# [TEXT SHOWN]
+++

Hub Group, Inc. (HUBG): A Bear Case Theory 

We came across a bearish thesis on Hub Group, Inc. on Quality Value Investing’s Substack by David J. Waldron. In this article, we will summarize the bulls’ thesis on HUBG. Hub Group, Inc.’s share was trading at $39.43 as of December 1st. HUBG’s trailing and forward P/E were 22.17 and 18.02 respectively according to Yahoo Finance.

Hub Group, Inc. (NASDAQ: HUBG), a small-cap player in the intermodal freight and logistics industry, provides an extensive range of transportation and logistics services across North America, including intermodal, truckload, LTL, dedicated, and international transport, as well as warehousing and fulfillment solutions. Added to QVI Real-Time Stock Picks in May 2023 at a cost basis of $37.13, the company remains the second-largest intermodal marketing company in the industry, behind JB Hunt, and holds a narrow moat according to Morningstar.

Despite a strong market position and diversified service offering, Hub Group’s financial performance has underwhelmed relative to benchmarks. Its trailing five-year annualized revenue growth was in the low single digits—well below the S&P 500’s +16%—while the most recent twelve-month revenue fell 5.4% versus the market’s +18.8%. Profitability has also lagged, with low gross margins translating into modest net profit margins, far below the S&P 500 median of +23.2%.

Return on equity and return on invested capital have both fallen short of QVI’s thresholds and peer medians, with ROIC failing to exceed the company’s cost of capital, signaling inefficiencies in capital deployment. Although a $250 million share repurchase program was announced in late 2023, only a small fraction has been executed, limiting its impact on shareholder returns.

+++

# [DATA EXCERPTS]
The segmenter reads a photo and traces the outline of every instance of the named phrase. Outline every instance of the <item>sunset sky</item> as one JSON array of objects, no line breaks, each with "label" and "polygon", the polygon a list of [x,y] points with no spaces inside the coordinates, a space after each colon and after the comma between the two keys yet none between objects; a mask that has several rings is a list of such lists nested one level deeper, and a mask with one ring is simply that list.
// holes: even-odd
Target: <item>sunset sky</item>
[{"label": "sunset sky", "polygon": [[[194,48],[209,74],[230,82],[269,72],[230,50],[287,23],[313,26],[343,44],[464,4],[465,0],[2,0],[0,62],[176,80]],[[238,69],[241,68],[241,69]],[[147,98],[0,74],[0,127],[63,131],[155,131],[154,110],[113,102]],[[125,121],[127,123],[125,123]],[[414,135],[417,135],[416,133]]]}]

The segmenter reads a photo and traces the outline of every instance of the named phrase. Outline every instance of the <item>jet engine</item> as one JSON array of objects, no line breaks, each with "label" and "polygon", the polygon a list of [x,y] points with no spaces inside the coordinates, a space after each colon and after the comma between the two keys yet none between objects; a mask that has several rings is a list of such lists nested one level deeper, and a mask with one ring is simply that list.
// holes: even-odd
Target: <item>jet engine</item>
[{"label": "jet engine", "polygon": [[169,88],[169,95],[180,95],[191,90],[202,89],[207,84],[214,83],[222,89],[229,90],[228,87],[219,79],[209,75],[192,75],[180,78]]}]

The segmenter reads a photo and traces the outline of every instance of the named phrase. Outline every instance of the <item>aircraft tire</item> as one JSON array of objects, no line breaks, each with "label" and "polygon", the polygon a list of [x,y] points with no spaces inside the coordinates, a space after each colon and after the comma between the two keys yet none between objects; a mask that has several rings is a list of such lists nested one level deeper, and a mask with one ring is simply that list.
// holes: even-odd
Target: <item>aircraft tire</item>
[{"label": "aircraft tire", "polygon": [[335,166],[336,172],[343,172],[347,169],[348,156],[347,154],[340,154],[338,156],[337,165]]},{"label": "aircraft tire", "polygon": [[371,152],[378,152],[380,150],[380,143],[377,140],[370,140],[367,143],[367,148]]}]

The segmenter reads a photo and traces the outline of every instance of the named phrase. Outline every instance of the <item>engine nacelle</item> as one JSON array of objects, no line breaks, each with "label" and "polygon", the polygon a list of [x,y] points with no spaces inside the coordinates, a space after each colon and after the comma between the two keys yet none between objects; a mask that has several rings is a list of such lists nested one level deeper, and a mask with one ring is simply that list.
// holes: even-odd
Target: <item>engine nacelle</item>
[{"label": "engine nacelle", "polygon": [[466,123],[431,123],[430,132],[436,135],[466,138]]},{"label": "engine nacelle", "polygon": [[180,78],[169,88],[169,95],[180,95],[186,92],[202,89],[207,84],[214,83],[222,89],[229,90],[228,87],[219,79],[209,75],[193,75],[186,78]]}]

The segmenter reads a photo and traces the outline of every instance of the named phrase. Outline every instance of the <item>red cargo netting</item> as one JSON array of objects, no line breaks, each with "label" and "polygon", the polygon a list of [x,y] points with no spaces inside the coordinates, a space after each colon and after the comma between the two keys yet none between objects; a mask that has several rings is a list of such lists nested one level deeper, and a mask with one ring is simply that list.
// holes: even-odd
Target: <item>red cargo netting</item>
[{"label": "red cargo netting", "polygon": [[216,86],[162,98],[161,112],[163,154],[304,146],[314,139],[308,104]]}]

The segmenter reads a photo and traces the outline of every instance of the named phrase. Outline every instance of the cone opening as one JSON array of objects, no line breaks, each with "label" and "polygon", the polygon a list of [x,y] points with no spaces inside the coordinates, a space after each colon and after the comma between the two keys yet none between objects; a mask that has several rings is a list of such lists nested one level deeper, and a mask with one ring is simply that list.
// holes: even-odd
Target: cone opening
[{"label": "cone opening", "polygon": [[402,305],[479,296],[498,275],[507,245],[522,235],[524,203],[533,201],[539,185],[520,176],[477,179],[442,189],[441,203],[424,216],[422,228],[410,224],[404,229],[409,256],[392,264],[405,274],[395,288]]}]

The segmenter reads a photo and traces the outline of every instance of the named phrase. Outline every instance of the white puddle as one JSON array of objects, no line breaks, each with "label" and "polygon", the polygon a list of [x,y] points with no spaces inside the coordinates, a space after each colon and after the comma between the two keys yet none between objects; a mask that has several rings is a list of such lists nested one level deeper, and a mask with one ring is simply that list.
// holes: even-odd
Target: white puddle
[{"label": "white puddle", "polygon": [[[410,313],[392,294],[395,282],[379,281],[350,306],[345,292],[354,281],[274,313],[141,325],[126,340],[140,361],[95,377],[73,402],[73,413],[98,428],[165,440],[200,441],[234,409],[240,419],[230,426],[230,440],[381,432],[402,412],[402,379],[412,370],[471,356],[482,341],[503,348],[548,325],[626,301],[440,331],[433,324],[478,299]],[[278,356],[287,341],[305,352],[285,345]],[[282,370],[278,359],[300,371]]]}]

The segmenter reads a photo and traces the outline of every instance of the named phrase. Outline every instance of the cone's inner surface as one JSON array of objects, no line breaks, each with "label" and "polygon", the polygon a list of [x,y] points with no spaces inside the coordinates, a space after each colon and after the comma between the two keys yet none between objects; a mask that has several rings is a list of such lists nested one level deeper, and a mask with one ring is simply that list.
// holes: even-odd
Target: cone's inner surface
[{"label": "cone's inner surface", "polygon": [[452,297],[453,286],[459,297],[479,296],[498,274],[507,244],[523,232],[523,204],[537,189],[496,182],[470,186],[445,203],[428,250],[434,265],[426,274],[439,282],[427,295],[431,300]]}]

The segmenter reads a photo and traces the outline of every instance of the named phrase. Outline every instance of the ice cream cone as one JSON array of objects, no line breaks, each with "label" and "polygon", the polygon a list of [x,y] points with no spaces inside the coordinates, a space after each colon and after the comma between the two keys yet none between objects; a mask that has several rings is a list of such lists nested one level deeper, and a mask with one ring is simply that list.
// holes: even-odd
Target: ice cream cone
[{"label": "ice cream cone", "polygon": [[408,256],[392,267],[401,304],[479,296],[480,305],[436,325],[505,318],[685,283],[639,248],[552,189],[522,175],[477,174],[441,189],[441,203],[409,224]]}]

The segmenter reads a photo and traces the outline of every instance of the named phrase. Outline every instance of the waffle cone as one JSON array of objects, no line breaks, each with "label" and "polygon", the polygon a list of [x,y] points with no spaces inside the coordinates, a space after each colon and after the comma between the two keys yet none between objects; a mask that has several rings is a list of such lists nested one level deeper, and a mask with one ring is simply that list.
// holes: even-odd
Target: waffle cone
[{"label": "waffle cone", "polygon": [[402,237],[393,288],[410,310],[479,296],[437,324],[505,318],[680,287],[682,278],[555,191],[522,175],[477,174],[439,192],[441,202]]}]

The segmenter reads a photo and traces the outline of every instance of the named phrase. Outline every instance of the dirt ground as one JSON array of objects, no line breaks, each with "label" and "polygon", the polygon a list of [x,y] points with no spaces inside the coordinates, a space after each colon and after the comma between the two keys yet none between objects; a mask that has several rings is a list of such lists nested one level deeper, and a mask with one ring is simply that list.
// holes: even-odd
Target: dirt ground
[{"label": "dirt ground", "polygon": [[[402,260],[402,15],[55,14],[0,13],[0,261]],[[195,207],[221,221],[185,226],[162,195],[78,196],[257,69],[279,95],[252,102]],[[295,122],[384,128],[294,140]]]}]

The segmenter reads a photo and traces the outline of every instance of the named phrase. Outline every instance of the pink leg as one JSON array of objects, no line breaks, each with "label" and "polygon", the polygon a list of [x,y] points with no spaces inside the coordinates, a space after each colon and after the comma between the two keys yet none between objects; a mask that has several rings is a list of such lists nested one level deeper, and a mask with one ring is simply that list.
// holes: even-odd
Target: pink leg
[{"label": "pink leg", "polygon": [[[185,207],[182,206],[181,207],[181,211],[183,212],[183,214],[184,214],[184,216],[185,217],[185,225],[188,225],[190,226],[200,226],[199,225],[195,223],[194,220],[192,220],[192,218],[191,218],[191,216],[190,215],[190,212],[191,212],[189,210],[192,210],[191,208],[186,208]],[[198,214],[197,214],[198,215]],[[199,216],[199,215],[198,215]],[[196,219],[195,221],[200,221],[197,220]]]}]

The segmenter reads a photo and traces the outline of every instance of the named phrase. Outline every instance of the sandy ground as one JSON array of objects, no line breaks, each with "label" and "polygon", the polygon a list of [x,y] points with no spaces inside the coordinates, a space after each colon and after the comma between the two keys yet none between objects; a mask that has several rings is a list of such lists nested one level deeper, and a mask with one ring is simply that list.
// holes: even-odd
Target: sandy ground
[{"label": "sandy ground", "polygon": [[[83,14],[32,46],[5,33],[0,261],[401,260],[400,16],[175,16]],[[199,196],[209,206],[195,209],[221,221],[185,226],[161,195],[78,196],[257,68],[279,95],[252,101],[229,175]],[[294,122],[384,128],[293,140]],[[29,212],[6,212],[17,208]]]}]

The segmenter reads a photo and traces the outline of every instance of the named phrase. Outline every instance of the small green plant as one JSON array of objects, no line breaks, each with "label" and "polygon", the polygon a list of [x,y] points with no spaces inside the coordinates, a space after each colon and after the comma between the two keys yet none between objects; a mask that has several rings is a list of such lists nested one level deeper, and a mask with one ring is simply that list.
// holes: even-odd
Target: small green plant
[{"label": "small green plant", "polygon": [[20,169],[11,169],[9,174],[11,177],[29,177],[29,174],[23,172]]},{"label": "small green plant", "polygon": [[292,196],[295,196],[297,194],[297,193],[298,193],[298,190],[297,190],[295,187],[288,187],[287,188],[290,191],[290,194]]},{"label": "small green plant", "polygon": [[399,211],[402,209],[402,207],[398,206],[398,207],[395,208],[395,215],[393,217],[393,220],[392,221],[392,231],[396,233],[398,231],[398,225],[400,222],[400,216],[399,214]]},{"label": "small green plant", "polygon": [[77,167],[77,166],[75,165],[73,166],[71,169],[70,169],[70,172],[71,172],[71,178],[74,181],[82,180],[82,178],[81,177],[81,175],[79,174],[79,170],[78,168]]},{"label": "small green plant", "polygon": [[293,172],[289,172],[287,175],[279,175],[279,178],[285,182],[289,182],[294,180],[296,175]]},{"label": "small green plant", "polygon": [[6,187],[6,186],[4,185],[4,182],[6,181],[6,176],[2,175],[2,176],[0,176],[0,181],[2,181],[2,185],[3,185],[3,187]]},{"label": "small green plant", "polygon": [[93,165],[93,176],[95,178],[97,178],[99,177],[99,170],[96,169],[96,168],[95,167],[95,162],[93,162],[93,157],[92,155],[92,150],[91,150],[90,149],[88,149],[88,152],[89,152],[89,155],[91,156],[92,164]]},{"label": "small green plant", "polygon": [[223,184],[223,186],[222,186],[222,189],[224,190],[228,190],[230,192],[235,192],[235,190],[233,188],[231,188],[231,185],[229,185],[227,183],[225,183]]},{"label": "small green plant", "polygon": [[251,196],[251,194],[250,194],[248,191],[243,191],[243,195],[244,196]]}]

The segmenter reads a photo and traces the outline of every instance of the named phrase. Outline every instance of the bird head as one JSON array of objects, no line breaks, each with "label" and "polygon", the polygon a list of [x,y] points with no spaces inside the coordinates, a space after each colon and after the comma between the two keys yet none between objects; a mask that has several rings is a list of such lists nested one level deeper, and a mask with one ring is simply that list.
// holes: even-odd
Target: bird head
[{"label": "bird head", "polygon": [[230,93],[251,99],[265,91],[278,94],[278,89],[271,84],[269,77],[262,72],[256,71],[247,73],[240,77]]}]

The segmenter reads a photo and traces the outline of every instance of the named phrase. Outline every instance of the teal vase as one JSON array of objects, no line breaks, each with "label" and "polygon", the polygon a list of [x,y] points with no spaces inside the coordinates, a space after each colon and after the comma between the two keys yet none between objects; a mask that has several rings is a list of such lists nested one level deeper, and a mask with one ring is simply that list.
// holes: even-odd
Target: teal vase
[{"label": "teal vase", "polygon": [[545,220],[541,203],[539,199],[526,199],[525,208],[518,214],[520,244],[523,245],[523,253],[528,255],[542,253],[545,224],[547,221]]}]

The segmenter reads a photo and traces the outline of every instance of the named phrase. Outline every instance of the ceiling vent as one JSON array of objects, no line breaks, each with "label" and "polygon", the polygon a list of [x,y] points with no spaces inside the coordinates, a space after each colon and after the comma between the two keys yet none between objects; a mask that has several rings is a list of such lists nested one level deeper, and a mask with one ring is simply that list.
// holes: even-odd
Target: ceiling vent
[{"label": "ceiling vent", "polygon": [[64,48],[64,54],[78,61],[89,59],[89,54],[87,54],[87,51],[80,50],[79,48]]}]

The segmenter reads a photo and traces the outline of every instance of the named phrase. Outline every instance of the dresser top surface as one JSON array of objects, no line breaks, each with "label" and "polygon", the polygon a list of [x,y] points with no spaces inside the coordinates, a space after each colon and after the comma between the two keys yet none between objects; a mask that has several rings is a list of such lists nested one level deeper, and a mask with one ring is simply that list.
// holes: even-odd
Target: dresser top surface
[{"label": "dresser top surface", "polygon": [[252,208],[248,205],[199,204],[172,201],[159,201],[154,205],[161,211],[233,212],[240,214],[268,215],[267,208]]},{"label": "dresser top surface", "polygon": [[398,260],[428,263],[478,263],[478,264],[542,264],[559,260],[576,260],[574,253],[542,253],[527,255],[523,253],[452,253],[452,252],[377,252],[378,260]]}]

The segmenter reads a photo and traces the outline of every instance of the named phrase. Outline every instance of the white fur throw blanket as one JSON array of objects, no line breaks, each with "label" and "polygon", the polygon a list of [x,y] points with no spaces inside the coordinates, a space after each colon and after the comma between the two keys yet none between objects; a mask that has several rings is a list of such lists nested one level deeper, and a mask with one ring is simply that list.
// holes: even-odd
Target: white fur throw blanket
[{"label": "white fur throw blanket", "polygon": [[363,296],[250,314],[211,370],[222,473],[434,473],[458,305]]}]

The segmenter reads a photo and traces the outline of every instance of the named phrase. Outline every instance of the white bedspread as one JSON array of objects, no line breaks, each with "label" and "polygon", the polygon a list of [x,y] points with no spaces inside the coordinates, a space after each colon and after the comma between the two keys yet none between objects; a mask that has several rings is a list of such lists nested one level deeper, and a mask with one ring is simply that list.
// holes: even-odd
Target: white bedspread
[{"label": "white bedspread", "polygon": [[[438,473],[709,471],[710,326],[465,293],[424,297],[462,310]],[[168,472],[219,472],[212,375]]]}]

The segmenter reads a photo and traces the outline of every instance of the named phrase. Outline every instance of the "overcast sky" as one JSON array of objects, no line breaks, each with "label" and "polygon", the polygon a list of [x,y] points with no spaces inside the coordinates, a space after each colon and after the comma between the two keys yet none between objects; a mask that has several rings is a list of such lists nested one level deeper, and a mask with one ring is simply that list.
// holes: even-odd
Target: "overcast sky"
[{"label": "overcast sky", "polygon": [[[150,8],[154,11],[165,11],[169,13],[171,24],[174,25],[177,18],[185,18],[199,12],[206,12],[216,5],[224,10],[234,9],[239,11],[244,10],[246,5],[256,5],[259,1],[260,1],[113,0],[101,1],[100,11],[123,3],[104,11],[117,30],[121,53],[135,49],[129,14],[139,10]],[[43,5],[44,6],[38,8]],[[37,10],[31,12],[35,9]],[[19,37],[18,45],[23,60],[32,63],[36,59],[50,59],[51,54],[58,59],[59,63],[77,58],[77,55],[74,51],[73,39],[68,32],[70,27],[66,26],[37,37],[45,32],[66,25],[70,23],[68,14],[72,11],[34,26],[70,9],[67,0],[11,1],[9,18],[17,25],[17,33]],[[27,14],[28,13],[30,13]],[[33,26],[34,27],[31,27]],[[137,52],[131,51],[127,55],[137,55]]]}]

+++

# [WHAT IS ASKED]
**a.** Reproduce the Hub Group text, everything from "Hub Group, Inc. (NASDAQ: HUBG), a" down to "according to Morningstar.".
**b.** Answer these questions from the Hub Group text:
(i) At what price was the company's share trading as of December 1st?
(ii) Which company ranks ahead of Hub Group among intermodal marketing companies?
(iii) How large was the share repurchase program announced in late 2023?

# [THE SOLUTIONS]
**a.**
Hub Group, Inc. (NASDAQ: HUBG), a small-cap player in the intermodal freight and logistics industry, provides an extensive range of transportation and logistics services across North America, including intermodal, truckload, LTL, dedicated, and international transport, as well as warehousing and fulfillment solutions. Added to QVI Real-Time Stock Picks in May 2023 at a cost basis of $37.13, the company remains the second-largest intermodal marketing company in the industry, behind JB Hunt, and holds a narrow moat according to Morningstar.

**b.**
(i) $39.43
(ii) JB Hunt
(iii) $250 million